Data shown Start Marker

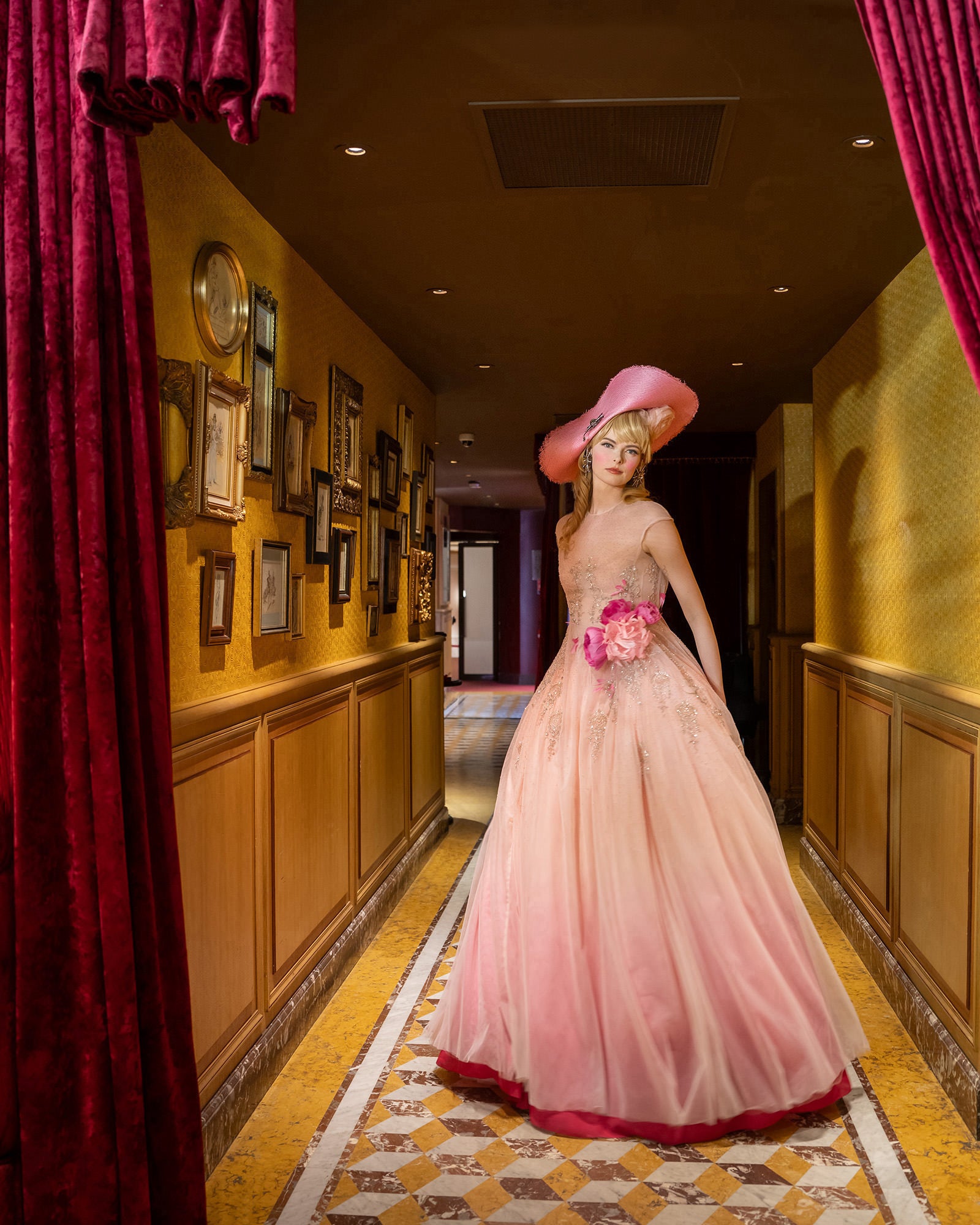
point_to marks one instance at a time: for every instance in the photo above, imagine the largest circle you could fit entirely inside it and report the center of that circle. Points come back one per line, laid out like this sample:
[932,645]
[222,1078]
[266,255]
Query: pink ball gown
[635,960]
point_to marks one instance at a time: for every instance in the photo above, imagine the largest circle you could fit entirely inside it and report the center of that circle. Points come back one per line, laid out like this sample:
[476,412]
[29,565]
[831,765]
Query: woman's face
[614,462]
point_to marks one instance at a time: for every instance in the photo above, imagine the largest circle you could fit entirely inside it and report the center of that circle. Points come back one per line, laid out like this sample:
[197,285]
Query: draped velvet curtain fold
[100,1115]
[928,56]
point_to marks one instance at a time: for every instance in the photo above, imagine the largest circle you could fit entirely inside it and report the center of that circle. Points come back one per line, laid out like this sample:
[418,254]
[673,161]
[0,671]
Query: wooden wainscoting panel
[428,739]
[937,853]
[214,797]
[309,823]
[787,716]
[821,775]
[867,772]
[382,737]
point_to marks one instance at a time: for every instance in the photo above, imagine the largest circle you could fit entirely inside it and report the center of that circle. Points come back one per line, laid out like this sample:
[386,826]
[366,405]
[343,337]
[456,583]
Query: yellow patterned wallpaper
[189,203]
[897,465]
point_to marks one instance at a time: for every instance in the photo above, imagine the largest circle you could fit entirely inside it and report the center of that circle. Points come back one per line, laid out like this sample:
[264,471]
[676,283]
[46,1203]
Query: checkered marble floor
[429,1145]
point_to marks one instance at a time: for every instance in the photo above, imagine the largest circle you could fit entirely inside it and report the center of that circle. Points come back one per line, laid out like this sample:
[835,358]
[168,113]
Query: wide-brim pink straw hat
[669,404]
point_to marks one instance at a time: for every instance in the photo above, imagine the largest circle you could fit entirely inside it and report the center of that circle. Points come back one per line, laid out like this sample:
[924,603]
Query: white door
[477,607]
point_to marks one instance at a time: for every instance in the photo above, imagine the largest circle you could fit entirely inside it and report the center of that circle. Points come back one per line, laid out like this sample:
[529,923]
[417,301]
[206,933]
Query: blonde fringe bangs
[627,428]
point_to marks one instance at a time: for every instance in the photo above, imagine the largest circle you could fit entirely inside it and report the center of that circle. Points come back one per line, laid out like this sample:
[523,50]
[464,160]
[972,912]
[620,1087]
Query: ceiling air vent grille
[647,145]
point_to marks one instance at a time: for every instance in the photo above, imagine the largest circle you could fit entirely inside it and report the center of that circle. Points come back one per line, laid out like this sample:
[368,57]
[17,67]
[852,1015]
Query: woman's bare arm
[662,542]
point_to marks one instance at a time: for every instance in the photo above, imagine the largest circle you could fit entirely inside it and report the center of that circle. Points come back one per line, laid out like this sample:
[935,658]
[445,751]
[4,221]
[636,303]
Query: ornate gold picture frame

Data shown End Marker

▶ **Work to be completed**
The data above must be written out again without alteration, and the pictures in them must be excluded.

▶ **Expected answer**
point_to marks one instance at a time: for every instance in the photo above, imagine the largest circle you could fit entirely inside it and report the center of that circle. Points come back one per line, laid out like this sample:
[932,645]
[222,1078]
[266,255]
Query: pink ball gown
[635,960]
point_to marks one instance at a time: for every instance in the photo above, imagine the largest circle you could fit entirely inside it and report the center of that circle. Points come back one per line, laid out like this sample:
[476,412]
[29,565]
[831,765]
Query: woman's face
[614,462]
point_to marks one instance at a time: for every instance in the photo above, imagine the largest circle you could fit entirely inside it and report the center of that circle. Points come back one per line, laid out like this sample:
[197,285]
Query: draped velvet curtain fold
[100,1115]
[928,56]
point_to marks one instance at a time: for every instance in the photo above, imagine the largest circle you could fit entirely inside it and report the center of that circle. Points come back one per line, laid out like this sample:
[418,254]
[673,161]
[0,671]
Query: wooden wainscoting panel
[428,739]
[937,853]
[214,797]
[309,823]
[787,716]
[821,775]
[867,772]
[382,737]
point_to marks one instance at a time: for every instance in the photo above, imagine the largest circle you could fit entirely inside it and report the center of that circle. Points come back one per line, laid out like this sample:
[386,826]
[366,405]
[343,337]
[456,583]
Query: yellow patterned wallpaper
[189,203]
[897,465]
point_to marks one instance at a time: for every instance in the photo above, imagine the largest circle you could fit entirely inside it and report the center of that circle. Points come back one per line, laid out like this sample:
[264,471]
[676,283]
[46,1203]
Query: checkered marble floor
[429,1145]
point_to marks one instance at a time: for every instance in the photo above, imagine the largest circle you could fit entirely inside it and report the center of that circle. Points come back one per line, laid out like this sample:
[835,358]
[168,113]
Query: wide-brim pink straw hat
[669,404]
point_to marks one instance at a time: for every instance in the photo above, imagine the largest circle you could fit entirely inside it and report the center of that circle. Points come back one per line, laid out like this sample:
[924,603]
Query: white door
[477,607]
point_to marks one instance at a time: for every instance in the photo above, imagine the largest circle you could fit entirely inside it and report the center of that circle. Points come back one per line, laid out like this sample:
[529,923]
[417,301]
[206,933]
Query: blonde fringe bangs
[627,428]
point_to marks one instance at a time: for every instance in the photo above, imagine the largest circle you could fit entirely inside it and report the center of that circle. Points come back one per line, laid out like this sample:
[523,50]
[464,160]
[972,912]
[620,1087]
Query: ceiling air vent grille
[647,145]
point_to marks one instance at a time: for every instance in the photo above, imagine the largest circle you could fit entirely inside it and report the center of that circle. Points come back one per line, laid out like this sample:
[368,57]
[17,67]
[852,1015]
Query: woman's bare arm
[662,542]
point_to marks one instance at a time: for every instance in the photo above, imagine the largest circle you could fit entirely inside it and report the center of that circle. Points come back one per line, laid out like this sample:
[935,658]
[445,751]
[4,221]
[636,303]
Query: ornate gold picture frame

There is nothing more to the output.